Photo-based referring expression data:
■ ■ ■ ■

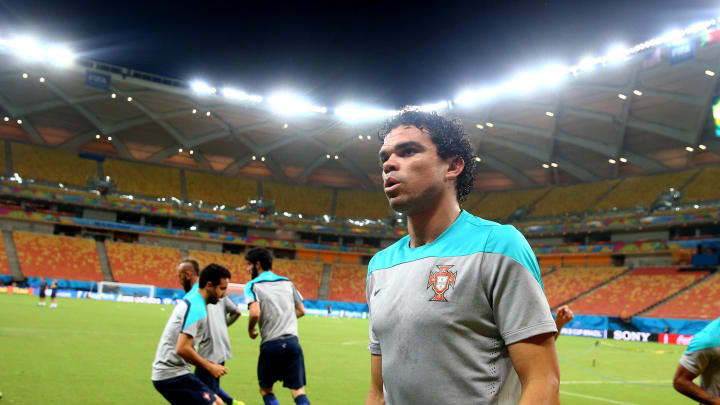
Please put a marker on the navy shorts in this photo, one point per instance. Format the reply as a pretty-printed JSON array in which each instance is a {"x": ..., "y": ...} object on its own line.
[
  {"x": 281, "y": 360},
  {"x": 185, "y": 390}
]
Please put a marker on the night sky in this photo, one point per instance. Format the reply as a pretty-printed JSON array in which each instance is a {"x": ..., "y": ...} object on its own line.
[{"x": 386, "y": 54}]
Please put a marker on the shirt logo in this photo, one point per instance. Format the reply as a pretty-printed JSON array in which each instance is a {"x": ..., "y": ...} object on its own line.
[{"x": 441, "y": 281}]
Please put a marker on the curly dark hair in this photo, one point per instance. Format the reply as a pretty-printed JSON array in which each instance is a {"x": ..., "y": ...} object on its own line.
[{"x": 449, "y": 137}]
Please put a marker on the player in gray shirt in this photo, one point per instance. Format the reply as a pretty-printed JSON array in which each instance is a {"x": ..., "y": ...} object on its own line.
[
  {"x": 457, "y": 308},
  {"x": 275, "y": 304},
  {"x": 702, "y": 358}
]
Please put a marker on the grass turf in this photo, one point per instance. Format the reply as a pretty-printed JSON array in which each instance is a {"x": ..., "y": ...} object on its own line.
[{"x": 98, "y": 352}]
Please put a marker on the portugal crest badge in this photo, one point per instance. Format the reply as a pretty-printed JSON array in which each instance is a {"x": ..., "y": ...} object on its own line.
[{"x": 440, "y": 281}]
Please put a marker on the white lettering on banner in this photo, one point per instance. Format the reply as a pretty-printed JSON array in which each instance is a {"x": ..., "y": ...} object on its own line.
[{"x": 631, "y": 336}]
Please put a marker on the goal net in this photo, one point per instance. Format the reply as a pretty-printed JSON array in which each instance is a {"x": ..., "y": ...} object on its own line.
[{"x": 127, "y": 289}]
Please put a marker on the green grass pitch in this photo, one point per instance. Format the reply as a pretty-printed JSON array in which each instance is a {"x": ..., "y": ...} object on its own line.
[{"x": 93, "y": 352}]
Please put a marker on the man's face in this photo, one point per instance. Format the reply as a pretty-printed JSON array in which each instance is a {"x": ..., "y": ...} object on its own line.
[
  {"x": 413, "y": 173},
  {"x": 252, "y": 269},
  {"x": 185, "y": 276},
  {"x": 216, "y": 293}
]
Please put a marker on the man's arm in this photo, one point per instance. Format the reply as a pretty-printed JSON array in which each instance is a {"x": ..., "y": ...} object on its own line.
[
  {"x": 682, "y": 382},
  {"x": 184, "y": 349},
  {"x": 254, "y": 308},
  {"x": 299, "y": 310},
  {"x": 535, "y": 362},
  {"x": 375, "y": 393}
]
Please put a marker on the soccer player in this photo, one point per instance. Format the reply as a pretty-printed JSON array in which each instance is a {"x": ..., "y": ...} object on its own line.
[
  {"x": 216, "y": 345},
  {"x": 43, "y": 287},
  {"x": 53, "y": 294},
  {"x": 702, "y": 358},
  {"x": 171, "y": 374},
  {"x": 562, "y": 317},
  {"x": 275, "y": 304},
  {"x": 457, "y": 306}
]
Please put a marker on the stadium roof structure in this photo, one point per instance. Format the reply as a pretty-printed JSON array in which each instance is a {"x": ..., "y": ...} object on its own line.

■ ■ ■ ■

_What you will do_
With the entries above as the source, set down exactly the lines from the one holding "Please put a marker on the soccer" through the last line, both ends included.

_Solution for this task_
Please put a marker on the soccer player in this photo, one point per instance. Format the reply as a pretty-printed JSON array in which each instance is a {"x": ..., "y": ...} object on its own line.
[
  {"x": 216, "y": 345},
  {"x": 43, "y": 287},
  {"x": 53, "y": 294},
  {"x": 702, "y": 358},
  {"x": 171, "y": 374},
  {"x": 562, "y": 317},
  {"x": 275, "y": 304},
  {"x": 457, "y": 306}
]
Please put a marker on the stadium roof structure in this photo, one point per instance. Format the reply as a pretty-printed JSON array in which each instance is a {"x": ..., "y": ...} object on its own line.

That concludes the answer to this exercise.